## BEGIN

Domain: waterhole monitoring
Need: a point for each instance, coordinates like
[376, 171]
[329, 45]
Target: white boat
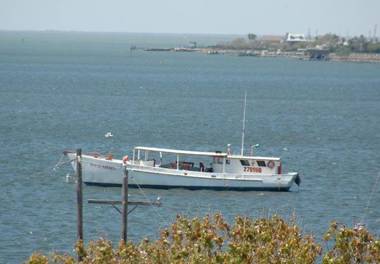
[151, 168]
[188, 169]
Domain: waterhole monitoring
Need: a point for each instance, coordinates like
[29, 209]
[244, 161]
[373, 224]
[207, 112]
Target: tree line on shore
[212, 240]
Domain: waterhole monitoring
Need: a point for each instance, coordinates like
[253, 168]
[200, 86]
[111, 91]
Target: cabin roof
[252, 157]
[182, 152]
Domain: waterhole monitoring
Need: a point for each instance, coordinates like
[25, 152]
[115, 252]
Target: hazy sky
[344, 17]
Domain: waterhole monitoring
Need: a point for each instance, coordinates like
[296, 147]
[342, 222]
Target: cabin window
[244, 162]
[261, 163]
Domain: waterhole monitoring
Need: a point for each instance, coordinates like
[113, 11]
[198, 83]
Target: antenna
[243, 128]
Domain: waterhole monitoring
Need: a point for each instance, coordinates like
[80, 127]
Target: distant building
[272, 38]
[293, 37]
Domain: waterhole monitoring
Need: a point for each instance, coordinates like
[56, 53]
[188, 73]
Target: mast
[243, 128]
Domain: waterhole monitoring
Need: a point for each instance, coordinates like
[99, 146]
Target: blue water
[60, 91]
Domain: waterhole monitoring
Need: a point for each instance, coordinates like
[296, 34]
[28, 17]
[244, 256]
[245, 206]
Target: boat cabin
[208, 162]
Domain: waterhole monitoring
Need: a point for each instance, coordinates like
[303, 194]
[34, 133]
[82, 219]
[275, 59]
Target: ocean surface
[66, 90]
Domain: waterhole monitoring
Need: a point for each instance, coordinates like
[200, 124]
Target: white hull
[99, 171]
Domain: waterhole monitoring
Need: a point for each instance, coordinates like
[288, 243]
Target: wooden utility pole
[79, 197]
[124, 209]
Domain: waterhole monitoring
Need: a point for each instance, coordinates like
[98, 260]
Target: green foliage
[213, 240]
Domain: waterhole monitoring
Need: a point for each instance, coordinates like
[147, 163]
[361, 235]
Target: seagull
[108, 135]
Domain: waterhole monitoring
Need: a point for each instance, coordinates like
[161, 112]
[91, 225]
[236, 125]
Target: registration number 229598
[252, 169]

## END

▶ Exercise brief: Rewrite all of the data above with "waterhole monitoring" changed to "harbor monitoring" and everything else left unchanged. Omit the pictures from your answer.

▶ Response for this exercise:
Domain: harbor monitoring
Need: a point for each instance, coordinates like
[376, 171]
[329, 45]
Target: white boat
[151, 168]
[188, 169]
Domain: harbor monitoring
Need: a point for each instance, coordinates like
[29, 209]
[244, 161]
[373, 224]
[207, 112]
Target: tree line on shore
[212, 240]
Domain: harbor monitoring
Need: a point for each instance, coordinates like
[253, 168]
[200, 86]
[111, 91]
Target: cabin roof
[252, 157]
[182, 152]
Domain: harbor monitoring
Need: a point for each instance, coordinates like
[25, 152]
[115, 252]
Target: hazy sky
[344, 17]
Domain: harbor monitoring
Need: a point for each instance, coordinates like
[296, 147]
[342, 222]
Target: cabin window
[244, 162]
[261, 163]
Domain: harbor monitoring
Need: a point for each instance, coordinates like
[113, 11]
[198, 83]
Target: antenna
[243, 128]
Domain: harbor monitoring
Need: a point for each instance, coordinates like
[80, 127]
Target: distant building
[272, 38]
[293, 37]
Domain: harbor monitoring
Need: a point for each instance, coordinates like
[56, 53]
[188, 73]
Target: mast
[243, 128]
Domain: harbor monitoring
Need: a point for each instance, coordinates like
[99, 146]
Target: blue water
[60, 91]
Domain: harbor monitoring
Need: a point for each instance, coordinates like
[296, 34]
[28, 17]
[244, 256]
[245, 206]
Target: boat cabin
[208, 162]
Domain: harbor monitoring
Need: a point for each instance, coordinates like
[303, 194]
[34, 133]
[82, 219]
[275, 59]
Target: ocean surface
[66, 90]
Domain: harbor monitoring
Need: a point for each instance, coordinates like
[200, 124]
Target: white hull
[99, 171]
Domain: harbor monitoring
Need: a point for each instance, coordinates like
[288, 243]
Target: wooden utility pole
[79, 197]
[124, 209]
Domain: harbor monitoring
Need: a point for each instance, coordinates like
[98, 260]
Target: green foliage
[213, 240]
Domain: harbor monitoring
Need: a point for each instance, coordinates like
[147, 163]
[361, 235]
Target: seagull
[108, 135]
Domain: harbor monitoring
Need: a point for each instance, coordinates like
[161, 112]
[91, 225]
[236, 125]
Target: registration number 229598
[252, 169]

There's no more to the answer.